(Extracted records)
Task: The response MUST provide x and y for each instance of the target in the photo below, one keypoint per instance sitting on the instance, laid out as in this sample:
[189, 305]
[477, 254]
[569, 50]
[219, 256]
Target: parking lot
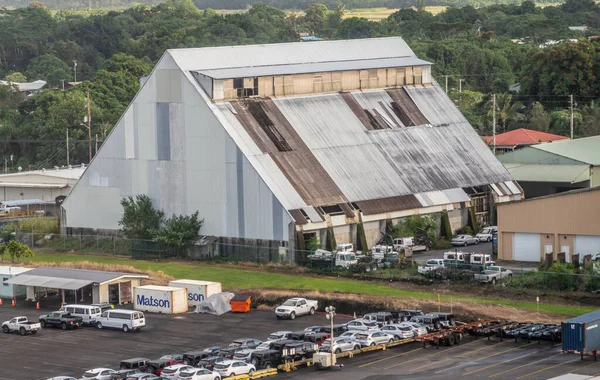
[54, 352]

== What to produce ==
Please turn every line of the rows above into a numbered list, leaving out blank lines and the pictures.

== Solution to this problem ==
1. Task: The response MUST provide x and y for each instance of the target in the photo below, one keypoint per instance sitting on the instance, laid out as in this sample:
2. [189, 305]
3. [477, 254]
4. [569, 50]
5. [219, 256]
6. Target: parking lot
7. [54, 352]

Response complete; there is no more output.